WHAT TO DO
1) Transcribe the stretch from "For those with" through "author Dorothy Allison." in the passage about the Thomas Wolfe lectures.
2) Extend the passage about the Thomas Wolfe lectures by writing what follows its final sentence.

----- TEXT BLOCK -----

For those with an interest in contemporary literature, the Thomas Wolfe lectures are an annual treat. Named after distinguished UNC alumnus Thomas Wolfe (author of the novels Look Homeward, Angel and Of Time and the River), the award was established in 1999 with an endowed gift to the Department of English & Comparative Literature. This year, the speaker is renowned author Dorothy Allison.

Allison, born in 1949 in Greenville, South Carolina, has published the novels Bastard out of Carolina (1992) and Cavedweller (1999), the short story collection Trash (2002), and the essay collection Skin: Talking about Sex, Class and Literature (2004), among other books of poetry and prose. Her work is anchored in her biographical experience growing up as a lesbian in the working class South. Her writing has been praised by outlets such as The New Yorker, The New York Review of Books, and the San Francisco Chronicle, and by the novelist Barbara Kingsolver.

----- EXTRACTED MATERIAL -----

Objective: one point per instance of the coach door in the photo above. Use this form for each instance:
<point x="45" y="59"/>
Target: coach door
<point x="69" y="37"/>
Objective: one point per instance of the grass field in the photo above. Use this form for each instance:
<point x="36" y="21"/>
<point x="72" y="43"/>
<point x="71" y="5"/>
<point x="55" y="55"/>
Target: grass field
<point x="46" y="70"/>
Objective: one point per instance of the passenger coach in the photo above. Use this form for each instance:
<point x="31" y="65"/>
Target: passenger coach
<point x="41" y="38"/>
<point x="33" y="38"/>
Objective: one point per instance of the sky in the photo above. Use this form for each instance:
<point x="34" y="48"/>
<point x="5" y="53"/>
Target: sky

-----

ANSWERS BY ITEM
1)
For those with an interest in contemporary literature, the Thomas Wolfe lectures are an annual treat. Named after distinguished UNC alumnus Thomas Wolfe (author of the novels Look Homeward, Angel and Of Time and the River), the award was established in 1999 with an endowed gift to the Department of English & Comparative Literature. This year, the speaker is renowned author Dorothy Allison.

2)
Her first novel, Bastard out of Carolina, received the Ferro Grumley Award and the ALA Award for Lesbian and Gay Writing (now the Stonewall Book Awards) and was a finalist for the 1992 National Book Award. Cavedweller, named a New York Times Notable Book of the Year, again won an ALA Award and was a finalist for the Lillian Smith Prize. Her short story “Compassion” was selected as one of the Best American Short Stories for 2003 and included in Best New Stories from the South 2003. In 2007, Allison was awarded the Robert Penn Warren Award for Fiction. She is a board member of the Fellowship of Southern Writers.

The lecture will take place on Tuesday, October 1, at 7:30 p.m., in the Genome Sciences Building Auditorium. Both ECL students and faculty and the general public are welcome to attend. To learn more about the event, click here.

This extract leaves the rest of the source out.